Texte fourni =>
Depuis plusieurs siècles, la cancoillotte est le fromage d'un grand nombre de comtois. On fait remonter son origine à l'époque gallo-romaine. La cancoillotte aurait donc plus de 2 000 ans d'existence et elle devait figurer sur les tables séquanes et gallo-romaines. Le mot cancoillotte est la traduction littérale du latin concoctum lactem, trouvé dans les écrits romains relatant la prise de la Séquanie (Franche-Comté) en 58 avant notre ère.

Certains historiens fixent à la cancoillotte des origines beaucoup plus récentes, ils situent son apparition au XVIe siècle. Une apparition très hasardeuse d'ailleurs due à une erreur de fabrication. Séduit par cette recette, Nicolas de Granvelle, ministre de Charles Quin l'aurait introduite à la cour de celui-ci.

Exercices à réaliser =>
1. Dans le texte sur la cancoillotte, de quelle expression latine le mot cancoillotte serait-il la traduction littérale ?
2. Prolongez le texte sur les origines de la cancoillotte en reprenant après sa dernière phrase.

Données extraites =>

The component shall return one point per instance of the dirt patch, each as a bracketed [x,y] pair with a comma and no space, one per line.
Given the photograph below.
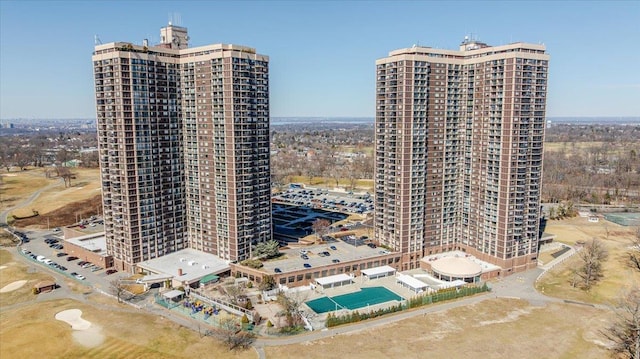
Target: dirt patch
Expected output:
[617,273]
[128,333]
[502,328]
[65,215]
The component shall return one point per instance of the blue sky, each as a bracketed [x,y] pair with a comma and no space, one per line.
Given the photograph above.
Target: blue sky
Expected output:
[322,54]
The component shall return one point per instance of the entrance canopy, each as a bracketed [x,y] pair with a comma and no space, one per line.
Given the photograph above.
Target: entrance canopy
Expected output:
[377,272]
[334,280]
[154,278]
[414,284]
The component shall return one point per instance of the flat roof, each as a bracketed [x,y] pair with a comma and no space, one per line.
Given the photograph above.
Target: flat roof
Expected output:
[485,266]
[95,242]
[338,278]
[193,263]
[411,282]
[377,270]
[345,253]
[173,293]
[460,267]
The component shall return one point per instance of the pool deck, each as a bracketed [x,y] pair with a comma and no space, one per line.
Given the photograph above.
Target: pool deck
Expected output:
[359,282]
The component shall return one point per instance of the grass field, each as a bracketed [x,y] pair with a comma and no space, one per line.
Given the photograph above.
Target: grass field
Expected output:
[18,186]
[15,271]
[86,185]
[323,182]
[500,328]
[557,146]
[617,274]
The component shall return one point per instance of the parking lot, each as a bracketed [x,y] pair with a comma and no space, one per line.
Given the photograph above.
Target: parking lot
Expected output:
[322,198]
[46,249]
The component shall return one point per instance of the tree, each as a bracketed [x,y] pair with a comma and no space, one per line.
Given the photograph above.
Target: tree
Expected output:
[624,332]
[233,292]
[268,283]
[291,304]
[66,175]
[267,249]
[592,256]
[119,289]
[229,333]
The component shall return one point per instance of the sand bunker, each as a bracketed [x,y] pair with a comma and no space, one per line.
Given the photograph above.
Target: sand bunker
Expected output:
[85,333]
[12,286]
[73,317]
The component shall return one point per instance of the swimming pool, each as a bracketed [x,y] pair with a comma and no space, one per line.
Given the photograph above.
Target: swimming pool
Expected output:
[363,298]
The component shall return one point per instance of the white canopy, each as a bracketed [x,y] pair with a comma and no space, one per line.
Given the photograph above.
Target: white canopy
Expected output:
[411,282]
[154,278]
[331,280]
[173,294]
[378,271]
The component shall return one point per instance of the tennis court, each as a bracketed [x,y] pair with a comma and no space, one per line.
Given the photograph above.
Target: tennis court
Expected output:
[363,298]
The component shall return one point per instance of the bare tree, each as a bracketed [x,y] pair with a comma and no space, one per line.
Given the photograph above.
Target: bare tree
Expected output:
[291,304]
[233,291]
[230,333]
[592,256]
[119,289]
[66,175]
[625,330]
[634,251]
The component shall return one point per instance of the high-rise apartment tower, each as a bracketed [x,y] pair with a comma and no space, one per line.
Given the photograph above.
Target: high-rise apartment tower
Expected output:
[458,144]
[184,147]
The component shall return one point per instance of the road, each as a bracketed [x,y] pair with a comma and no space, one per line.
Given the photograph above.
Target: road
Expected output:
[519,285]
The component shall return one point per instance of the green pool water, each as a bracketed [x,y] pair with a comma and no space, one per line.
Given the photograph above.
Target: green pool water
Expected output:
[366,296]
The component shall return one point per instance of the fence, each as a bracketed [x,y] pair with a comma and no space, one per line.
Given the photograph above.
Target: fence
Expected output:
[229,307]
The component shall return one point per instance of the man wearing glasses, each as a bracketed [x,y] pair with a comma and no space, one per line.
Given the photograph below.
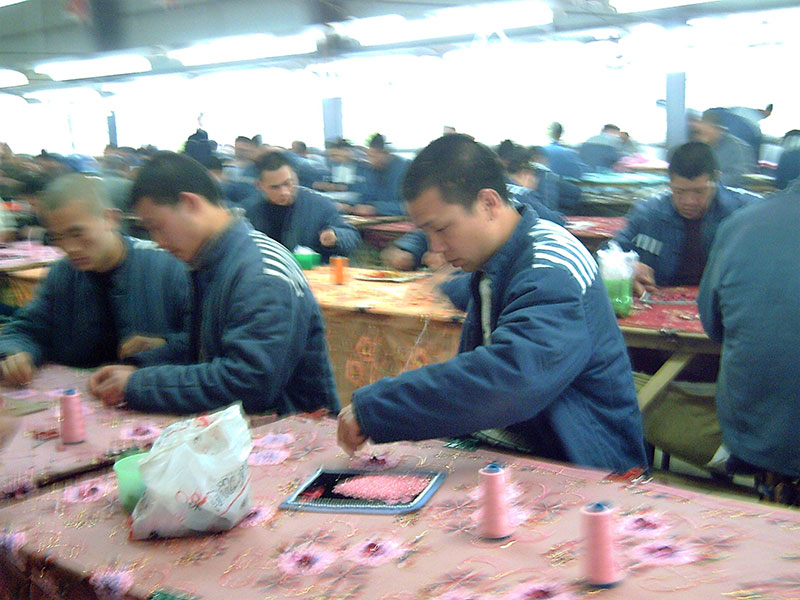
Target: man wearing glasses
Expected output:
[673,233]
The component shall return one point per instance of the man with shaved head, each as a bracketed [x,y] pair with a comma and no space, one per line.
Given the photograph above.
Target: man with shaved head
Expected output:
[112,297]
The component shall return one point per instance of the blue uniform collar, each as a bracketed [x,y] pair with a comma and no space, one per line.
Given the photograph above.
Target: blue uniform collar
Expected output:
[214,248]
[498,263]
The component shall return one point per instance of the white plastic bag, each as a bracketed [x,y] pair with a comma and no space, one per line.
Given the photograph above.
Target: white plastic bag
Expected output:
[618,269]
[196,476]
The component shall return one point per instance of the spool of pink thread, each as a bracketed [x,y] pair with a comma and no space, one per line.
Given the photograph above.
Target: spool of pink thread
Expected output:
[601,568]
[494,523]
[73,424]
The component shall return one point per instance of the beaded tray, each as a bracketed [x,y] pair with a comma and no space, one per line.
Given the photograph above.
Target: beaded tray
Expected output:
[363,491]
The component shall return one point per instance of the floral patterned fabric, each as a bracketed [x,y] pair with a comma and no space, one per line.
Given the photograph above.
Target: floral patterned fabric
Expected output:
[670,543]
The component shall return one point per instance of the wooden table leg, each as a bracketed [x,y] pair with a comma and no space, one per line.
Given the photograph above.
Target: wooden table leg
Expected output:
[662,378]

Résultats par exercice =>
1. Concoctum lactem.

2.
La cancoillotte était par excellence le fromage du pays comtois sauf dans la haute montagne et sur les plateaux où le lait était abondant et où on fabriquait du gruyère appelé autrefois Vacherin. La cancoillotte est le fromage du bas pays, le fromage des vallées. La cancoillotte est alors appelée fromagère, camoillotte, fromage de femme, fromage de ménage, ou encore fromage gaudot, elle est fabriquée essentiellement dans les fermes.

Pendant la première guerre mondiale (1914-1918), la cancoillotte est mise au point, elle est stérilisée et mise dans des boîtes de fer blanc. Celle-ci seront destinées aux jeunes soldats francs-comtois envoyés au front. Cela jouera un grand rôle dans sa diffusion.

Préparation du méton

Dans des temps très anciens, le lait était déposé dans de grandes écuelles en bois, dans de vastes coquelles de terre ou des terrines vernies venant de Boult (petit village près de Marnay).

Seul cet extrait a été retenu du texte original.